EXERCISE INSTRUCTIONS: Look below. Copy each line that has "water" in it.

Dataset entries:
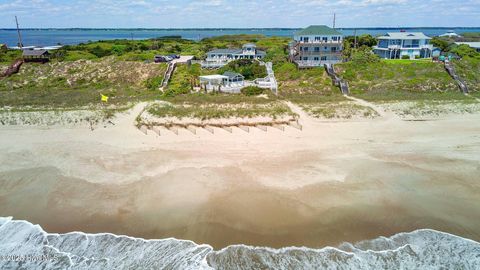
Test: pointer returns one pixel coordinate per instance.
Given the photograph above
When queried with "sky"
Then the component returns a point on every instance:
(238, 13)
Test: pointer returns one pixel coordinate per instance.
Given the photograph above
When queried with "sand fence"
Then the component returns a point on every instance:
(161, 129)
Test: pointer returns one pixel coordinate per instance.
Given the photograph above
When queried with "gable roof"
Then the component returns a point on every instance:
(320, 30)
(35, 52)
(404, 35)
(475, 45)
(232, 75)
(226, 51)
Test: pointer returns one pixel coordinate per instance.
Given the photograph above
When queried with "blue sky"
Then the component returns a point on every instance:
(238, 13)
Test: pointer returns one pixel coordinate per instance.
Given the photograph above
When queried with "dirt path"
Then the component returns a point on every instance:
(127, 119)
(477, 99)
(304, 118)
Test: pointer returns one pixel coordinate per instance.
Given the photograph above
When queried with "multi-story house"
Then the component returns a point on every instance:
(220, 57)
(315, 46)
(409, 45)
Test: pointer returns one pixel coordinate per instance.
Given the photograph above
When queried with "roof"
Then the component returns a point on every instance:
(450, 34)
(226, 51)
(475, 45)
(404, 35)
(214, 77)
(34, 52)
(320, 30)
(232, 75)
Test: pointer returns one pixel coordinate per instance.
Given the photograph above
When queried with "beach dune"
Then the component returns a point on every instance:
(329, 183)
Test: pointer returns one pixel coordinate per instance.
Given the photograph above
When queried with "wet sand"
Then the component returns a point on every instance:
(330, 183)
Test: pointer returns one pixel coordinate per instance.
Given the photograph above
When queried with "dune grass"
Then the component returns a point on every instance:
(399, 80)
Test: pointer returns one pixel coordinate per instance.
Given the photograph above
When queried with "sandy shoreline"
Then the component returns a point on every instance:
(330, 183)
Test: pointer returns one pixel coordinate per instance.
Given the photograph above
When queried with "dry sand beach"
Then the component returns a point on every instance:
(332, 182)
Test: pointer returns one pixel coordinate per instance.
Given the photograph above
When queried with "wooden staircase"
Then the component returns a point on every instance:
(168, 74)
(12, 69)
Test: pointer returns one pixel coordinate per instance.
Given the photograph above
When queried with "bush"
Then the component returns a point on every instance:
(252, 91)
(364, 56)
(153, 83)
(99, 51)
(465, 51)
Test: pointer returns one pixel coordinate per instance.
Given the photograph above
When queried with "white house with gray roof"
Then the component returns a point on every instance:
(315, 46)
(474, 45)
(220, 57)
(401, 45)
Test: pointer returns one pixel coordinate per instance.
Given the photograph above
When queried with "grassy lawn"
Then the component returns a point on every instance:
(80, 83)
(399, 80)
(469, 70)
(306, 85)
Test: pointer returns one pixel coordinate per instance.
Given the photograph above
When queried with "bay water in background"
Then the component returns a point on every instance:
(49, 37)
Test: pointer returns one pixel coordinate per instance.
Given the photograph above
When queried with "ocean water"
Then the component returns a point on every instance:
(33, 248)
(49, 37)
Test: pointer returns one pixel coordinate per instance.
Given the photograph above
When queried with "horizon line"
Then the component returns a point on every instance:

REPLY:
When queried with "bay water in background"
When queried with "ocean water"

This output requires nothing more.